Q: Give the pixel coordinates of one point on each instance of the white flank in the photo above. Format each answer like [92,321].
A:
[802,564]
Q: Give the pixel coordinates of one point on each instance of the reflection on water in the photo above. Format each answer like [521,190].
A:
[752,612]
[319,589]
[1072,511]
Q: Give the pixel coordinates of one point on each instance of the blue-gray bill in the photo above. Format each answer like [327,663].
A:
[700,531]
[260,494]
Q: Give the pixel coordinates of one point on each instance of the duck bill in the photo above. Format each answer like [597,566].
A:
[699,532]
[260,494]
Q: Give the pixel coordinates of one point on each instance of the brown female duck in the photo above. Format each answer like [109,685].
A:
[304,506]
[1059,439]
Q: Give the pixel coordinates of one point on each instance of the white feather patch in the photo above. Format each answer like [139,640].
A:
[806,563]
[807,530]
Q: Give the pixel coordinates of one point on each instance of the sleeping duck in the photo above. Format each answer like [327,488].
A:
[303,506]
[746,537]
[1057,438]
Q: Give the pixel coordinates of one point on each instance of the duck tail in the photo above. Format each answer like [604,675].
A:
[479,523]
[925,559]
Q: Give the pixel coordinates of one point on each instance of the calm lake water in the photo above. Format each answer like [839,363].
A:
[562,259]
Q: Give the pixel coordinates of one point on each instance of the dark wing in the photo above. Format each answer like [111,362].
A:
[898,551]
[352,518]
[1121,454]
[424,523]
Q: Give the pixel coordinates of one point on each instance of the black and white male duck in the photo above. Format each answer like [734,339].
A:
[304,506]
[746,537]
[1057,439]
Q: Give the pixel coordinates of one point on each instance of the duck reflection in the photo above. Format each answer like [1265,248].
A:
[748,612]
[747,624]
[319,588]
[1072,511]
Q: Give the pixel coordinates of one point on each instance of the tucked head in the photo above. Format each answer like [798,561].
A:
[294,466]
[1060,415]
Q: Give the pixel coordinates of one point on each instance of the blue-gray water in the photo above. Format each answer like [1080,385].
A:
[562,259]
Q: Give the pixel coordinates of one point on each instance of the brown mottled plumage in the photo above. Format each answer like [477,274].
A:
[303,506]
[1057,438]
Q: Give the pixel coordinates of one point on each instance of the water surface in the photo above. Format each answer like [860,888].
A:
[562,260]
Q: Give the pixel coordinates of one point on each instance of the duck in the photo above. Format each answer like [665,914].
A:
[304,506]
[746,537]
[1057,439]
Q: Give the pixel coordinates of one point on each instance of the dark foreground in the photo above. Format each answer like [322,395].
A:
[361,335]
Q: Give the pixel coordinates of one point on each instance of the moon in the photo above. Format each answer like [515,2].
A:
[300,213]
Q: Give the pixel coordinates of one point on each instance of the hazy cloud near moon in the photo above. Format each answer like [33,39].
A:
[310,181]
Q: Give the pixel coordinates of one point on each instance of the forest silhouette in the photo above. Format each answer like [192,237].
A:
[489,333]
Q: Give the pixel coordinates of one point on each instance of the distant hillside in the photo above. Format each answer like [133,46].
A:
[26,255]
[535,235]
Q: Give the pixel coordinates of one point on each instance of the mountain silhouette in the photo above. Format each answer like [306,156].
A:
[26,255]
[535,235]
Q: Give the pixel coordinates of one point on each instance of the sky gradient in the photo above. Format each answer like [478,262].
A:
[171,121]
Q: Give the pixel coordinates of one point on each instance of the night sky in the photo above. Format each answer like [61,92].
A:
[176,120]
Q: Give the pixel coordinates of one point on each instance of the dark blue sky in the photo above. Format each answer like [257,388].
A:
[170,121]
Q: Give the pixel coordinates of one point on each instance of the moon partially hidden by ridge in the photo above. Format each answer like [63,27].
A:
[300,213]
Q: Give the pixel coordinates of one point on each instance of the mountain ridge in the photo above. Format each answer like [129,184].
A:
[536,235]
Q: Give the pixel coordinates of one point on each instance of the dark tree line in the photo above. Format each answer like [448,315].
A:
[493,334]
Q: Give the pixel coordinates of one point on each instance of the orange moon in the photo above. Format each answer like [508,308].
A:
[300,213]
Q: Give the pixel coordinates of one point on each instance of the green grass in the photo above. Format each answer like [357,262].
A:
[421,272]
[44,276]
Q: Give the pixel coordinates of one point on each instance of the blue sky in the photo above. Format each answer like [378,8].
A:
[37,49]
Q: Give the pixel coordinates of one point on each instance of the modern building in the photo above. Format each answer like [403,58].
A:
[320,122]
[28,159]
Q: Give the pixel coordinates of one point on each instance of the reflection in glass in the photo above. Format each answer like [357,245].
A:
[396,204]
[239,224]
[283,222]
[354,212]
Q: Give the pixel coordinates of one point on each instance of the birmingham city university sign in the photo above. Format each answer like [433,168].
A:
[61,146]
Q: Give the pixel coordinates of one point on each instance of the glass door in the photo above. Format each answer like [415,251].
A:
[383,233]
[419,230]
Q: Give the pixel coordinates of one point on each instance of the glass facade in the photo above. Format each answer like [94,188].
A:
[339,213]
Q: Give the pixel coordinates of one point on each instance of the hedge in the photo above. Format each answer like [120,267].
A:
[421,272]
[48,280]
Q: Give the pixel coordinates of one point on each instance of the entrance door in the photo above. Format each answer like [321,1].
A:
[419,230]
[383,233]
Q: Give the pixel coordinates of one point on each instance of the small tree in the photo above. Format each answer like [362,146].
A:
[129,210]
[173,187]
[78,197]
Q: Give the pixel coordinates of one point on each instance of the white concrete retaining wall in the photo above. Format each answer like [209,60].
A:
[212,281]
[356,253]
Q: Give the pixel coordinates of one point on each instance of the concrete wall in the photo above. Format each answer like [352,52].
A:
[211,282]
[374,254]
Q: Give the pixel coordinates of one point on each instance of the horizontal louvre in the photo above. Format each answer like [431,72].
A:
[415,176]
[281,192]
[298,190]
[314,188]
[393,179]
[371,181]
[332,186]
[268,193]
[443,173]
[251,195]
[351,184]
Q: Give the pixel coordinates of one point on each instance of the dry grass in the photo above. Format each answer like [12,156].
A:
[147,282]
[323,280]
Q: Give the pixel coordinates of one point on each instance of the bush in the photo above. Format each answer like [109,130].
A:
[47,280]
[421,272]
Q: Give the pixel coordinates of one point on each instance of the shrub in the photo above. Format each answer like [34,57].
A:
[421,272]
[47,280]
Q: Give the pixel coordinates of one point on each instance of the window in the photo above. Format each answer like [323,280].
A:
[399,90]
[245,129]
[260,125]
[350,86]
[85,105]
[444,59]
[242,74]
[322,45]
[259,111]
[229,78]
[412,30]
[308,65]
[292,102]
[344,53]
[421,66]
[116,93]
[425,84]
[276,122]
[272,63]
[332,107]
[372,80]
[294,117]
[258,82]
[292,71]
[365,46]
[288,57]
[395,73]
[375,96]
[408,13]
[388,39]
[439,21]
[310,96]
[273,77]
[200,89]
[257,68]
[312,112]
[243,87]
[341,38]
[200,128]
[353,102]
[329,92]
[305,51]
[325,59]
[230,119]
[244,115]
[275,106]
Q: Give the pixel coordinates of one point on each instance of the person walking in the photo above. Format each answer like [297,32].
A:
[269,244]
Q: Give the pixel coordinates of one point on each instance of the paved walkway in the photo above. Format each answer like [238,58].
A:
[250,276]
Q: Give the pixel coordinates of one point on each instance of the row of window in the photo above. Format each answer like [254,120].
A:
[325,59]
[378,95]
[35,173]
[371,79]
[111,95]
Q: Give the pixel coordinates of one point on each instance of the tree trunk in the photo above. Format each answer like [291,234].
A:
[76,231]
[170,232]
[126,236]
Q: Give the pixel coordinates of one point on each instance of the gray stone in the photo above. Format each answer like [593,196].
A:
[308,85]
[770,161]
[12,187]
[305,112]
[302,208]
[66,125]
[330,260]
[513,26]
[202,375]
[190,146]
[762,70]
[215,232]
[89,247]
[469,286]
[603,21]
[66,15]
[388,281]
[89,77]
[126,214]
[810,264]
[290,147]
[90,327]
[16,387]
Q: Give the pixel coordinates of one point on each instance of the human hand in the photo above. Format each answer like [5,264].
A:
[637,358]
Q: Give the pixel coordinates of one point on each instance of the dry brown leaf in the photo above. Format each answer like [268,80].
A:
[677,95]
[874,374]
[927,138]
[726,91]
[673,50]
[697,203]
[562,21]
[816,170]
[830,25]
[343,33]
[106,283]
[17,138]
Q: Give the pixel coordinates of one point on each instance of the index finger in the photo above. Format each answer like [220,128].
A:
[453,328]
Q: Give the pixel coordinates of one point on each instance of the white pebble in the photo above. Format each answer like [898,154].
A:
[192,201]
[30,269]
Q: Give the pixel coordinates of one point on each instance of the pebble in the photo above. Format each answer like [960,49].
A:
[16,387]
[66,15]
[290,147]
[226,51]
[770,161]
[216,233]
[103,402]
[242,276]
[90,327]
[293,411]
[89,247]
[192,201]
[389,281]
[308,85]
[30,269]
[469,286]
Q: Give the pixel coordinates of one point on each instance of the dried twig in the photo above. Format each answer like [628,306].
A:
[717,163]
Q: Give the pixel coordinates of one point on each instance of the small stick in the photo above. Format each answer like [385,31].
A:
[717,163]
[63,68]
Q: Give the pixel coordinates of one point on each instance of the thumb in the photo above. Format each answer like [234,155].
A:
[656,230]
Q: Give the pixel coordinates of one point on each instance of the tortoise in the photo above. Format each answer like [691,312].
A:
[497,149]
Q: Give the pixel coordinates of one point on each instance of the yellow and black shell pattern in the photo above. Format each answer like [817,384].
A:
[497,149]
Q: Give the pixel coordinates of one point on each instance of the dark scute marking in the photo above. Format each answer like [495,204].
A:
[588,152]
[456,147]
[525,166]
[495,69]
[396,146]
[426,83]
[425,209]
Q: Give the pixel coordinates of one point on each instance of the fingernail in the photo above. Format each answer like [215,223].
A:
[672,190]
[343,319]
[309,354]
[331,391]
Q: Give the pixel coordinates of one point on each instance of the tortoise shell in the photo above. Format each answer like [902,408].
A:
◇ ◇ ◇
Quote, without any change, each line from the one that contains "answer like [385,31]." through the end of the material.

> [Solution for this problem]
Q: Give the pixel coordinates of one point on each instance of the small stick in the photo above. Format each answer like [385,31].
A:
[717,163]
[63,68]
Q: Give the pixel coordinates of one point on each instance of the thumb in the photo above. Format each answer like [234,155].
A:
[656,230]
Q: Give the pixel coordinates of one point on each instance of the tortoise in the photo above. Format each answer like [691,312].
A:
[497,149]
Q: Give the pixel coordinates of one point on each instance of the yellow and black shell pattern in the photo above. Format each answer like [817,384].
A:
[497,149]
Q: Give the pixel coordinates of one point on each instance of the dark scute marking in the photo above. Format each answer like [495,204].
A:
[588,152]
[456,147]
[525,166]
[495,69]
[396,146]
[426,83]
[425,209]
Q: Give the pixel coordinates of one point on each instance of the fingernail in the photo above. Format each answer like [215,223].
A:
[672,190]
[343,319]
[309,354]
[331,391]
Q: Give the pixel coordinates of one point on each instance of the tortoise shell in the photo above. Format each answer like [902,408].
A:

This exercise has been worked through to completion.